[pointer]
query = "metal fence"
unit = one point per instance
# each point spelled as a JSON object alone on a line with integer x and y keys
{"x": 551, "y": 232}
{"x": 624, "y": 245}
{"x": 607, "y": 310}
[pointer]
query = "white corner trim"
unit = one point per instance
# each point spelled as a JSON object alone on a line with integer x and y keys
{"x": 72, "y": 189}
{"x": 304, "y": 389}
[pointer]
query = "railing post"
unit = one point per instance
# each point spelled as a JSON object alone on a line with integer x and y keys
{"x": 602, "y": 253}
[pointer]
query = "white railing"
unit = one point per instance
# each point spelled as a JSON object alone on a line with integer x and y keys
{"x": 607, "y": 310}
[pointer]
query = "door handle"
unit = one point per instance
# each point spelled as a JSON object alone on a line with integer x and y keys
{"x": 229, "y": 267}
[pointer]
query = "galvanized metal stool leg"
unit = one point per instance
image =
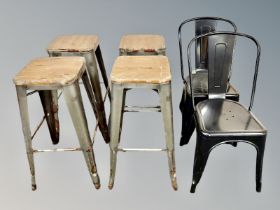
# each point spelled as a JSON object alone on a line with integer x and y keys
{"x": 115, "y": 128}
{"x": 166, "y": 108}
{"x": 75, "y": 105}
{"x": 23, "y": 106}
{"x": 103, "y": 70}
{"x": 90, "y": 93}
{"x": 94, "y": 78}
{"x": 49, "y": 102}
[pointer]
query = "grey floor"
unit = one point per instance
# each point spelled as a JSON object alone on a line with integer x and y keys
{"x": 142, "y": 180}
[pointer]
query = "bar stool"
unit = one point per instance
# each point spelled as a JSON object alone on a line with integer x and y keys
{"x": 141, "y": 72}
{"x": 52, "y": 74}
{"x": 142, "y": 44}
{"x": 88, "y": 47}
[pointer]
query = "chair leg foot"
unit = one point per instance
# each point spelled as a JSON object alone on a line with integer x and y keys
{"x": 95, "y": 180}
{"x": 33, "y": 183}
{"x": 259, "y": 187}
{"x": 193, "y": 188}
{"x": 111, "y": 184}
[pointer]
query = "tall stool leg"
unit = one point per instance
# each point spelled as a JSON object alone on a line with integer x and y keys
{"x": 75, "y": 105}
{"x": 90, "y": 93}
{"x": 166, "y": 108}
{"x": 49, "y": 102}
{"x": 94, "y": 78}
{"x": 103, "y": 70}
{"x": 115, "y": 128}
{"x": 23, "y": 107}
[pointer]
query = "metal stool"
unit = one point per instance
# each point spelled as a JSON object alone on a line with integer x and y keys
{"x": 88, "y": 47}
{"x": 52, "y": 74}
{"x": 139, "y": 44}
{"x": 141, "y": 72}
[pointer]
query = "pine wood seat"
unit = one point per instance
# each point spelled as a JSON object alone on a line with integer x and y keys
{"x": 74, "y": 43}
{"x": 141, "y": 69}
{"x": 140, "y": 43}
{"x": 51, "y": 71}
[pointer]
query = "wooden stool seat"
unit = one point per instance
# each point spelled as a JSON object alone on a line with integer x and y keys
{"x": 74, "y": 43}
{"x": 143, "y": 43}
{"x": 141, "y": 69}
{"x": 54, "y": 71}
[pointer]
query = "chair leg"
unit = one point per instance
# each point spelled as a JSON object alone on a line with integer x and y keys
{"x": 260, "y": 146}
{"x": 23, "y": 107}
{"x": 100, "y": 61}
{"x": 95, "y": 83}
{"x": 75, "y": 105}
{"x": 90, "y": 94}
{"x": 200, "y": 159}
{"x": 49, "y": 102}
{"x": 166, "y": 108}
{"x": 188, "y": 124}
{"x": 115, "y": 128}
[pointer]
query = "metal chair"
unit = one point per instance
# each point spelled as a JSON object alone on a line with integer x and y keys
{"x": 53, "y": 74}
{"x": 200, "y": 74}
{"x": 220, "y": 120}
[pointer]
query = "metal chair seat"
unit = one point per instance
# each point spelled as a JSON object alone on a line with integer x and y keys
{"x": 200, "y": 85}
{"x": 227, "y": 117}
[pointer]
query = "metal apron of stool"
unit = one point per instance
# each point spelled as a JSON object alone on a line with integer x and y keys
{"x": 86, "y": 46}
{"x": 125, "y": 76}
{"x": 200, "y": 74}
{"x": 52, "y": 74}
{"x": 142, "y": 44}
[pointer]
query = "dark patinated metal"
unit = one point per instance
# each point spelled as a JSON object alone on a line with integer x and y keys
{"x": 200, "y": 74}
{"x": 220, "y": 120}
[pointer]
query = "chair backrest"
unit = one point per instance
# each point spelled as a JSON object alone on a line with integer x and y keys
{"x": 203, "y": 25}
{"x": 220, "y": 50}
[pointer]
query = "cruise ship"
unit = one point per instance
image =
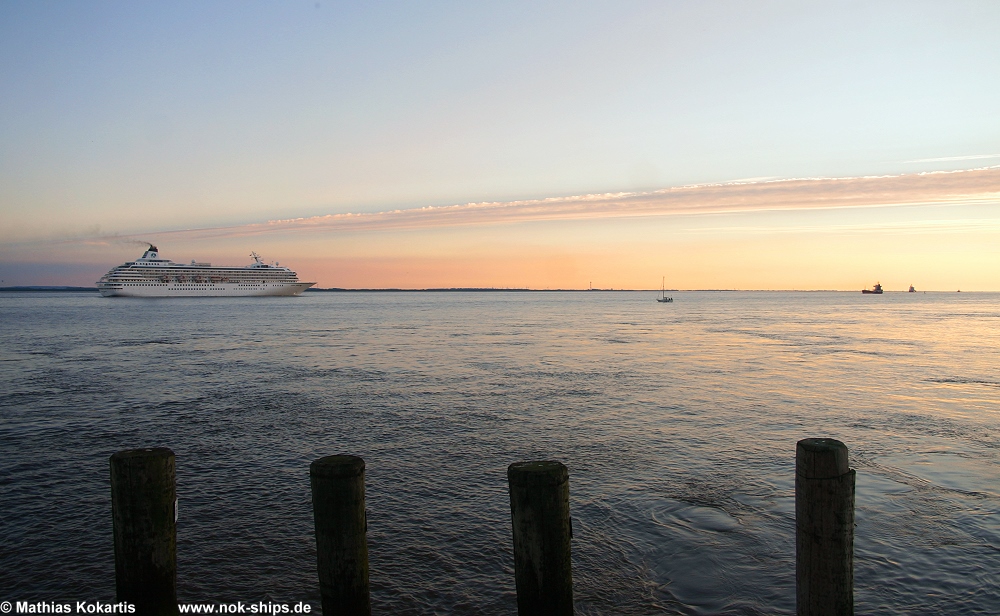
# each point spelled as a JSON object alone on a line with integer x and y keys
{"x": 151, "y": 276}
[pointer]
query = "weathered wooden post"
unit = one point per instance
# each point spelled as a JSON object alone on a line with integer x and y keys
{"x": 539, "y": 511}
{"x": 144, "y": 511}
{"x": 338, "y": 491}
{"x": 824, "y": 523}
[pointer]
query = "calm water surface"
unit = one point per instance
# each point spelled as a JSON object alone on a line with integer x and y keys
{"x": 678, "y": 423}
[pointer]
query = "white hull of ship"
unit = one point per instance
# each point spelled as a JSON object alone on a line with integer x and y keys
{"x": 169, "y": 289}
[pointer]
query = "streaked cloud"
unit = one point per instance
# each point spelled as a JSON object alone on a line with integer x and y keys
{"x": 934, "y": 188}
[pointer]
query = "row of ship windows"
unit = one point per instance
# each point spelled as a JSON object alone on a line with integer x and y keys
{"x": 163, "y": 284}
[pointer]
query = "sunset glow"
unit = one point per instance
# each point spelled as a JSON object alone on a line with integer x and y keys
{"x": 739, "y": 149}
━━━━
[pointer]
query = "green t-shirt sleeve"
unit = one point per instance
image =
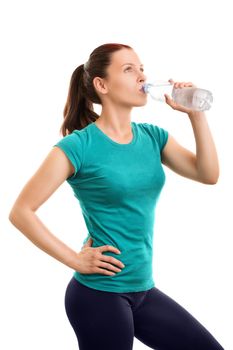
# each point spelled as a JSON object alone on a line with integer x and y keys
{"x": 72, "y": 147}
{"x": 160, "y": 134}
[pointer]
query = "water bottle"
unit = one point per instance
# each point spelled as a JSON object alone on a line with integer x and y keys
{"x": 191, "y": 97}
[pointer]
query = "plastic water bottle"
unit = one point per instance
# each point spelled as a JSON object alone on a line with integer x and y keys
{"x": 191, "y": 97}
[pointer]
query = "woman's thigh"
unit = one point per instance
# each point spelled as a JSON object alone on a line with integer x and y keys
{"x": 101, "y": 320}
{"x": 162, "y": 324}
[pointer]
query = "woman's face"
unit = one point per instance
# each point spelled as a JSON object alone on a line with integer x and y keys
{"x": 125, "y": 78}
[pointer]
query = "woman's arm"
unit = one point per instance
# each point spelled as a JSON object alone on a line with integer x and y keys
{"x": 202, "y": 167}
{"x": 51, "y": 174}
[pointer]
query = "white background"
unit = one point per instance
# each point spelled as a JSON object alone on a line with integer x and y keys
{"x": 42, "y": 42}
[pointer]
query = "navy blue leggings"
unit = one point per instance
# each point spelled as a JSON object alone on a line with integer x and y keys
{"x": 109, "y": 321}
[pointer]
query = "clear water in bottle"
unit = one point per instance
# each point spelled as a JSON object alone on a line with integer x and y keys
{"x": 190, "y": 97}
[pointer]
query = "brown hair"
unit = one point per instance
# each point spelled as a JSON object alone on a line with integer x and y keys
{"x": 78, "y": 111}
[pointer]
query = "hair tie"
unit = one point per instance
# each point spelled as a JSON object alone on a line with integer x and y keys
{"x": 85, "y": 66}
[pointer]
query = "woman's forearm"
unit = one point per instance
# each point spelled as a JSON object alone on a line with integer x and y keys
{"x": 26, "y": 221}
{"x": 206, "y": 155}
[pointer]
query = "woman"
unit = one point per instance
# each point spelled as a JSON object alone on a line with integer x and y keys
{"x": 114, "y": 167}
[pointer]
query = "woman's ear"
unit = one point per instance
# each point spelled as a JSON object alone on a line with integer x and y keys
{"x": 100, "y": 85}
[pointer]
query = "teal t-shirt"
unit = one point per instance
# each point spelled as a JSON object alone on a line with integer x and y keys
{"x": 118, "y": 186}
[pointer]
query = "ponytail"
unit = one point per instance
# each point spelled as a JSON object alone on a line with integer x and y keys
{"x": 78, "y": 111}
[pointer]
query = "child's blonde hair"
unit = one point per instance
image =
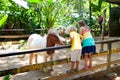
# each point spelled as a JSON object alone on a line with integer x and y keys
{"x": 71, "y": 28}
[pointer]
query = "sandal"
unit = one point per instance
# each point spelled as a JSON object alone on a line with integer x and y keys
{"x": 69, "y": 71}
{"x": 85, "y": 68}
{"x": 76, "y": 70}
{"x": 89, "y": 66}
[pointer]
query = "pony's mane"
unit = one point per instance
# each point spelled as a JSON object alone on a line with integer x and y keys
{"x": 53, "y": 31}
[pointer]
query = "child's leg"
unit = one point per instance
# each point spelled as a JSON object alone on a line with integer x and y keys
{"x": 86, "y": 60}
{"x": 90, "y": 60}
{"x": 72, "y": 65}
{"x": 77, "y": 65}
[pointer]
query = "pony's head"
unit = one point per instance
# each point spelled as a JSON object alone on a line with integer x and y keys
━━━━
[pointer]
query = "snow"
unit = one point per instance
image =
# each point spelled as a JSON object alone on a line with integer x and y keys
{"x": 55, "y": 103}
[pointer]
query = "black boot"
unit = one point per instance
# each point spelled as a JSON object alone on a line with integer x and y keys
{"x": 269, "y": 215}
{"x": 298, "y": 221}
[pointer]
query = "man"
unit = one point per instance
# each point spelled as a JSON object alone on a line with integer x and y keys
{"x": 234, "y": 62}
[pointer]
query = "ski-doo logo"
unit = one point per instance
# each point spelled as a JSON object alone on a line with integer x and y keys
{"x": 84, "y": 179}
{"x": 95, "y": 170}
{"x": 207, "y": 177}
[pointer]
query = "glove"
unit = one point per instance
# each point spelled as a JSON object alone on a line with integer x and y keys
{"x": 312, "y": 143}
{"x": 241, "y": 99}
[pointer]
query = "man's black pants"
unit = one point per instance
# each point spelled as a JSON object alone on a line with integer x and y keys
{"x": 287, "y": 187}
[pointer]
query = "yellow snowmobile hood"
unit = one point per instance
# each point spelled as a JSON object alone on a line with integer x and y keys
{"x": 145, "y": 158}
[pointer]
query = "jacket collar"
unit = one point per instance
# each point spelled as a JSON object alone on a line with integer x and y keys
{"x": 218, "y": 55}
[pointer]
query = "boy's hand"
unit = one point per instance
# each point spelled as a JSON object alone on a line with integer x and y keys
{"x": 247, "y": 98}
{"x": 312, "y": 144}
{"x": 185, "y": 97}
━━━━
What you should do: Please keep only the lines above that contain the word "metal" and copy each of them out in full.

Task solution:
query = "metal fence"
query = "galvanized metal stool leg"
query = "metal stool"
query = "metal chair"
query = "metal chair seat"
query = "metal apron of stool"
query = "dark patinated metal"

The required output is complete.